-- Begin --
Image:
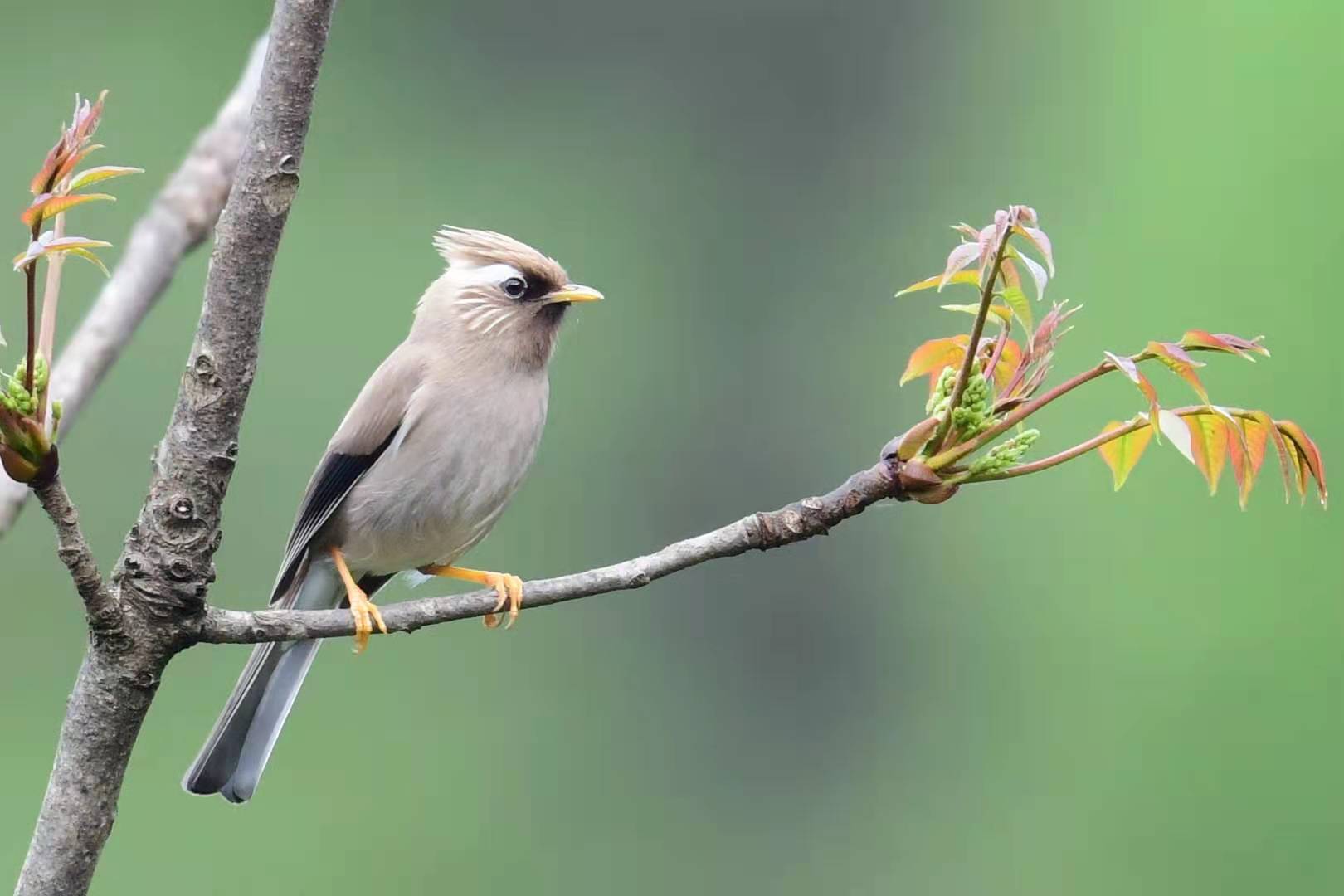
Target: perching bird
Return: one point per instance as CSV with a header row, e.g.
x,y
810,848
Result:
x,y
418,472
-- End --
## Requirement
Rewrite the lines above as a numbered list and skip any blank lines. Leave the pictures out of your answer.

## Output below
1. Image:
2. Target: perching bird
3. Return: one point per instance as CSV with a header row, e.g.
4. x,y
5. 810,848
6. Result:
7. x,y
8. 418,472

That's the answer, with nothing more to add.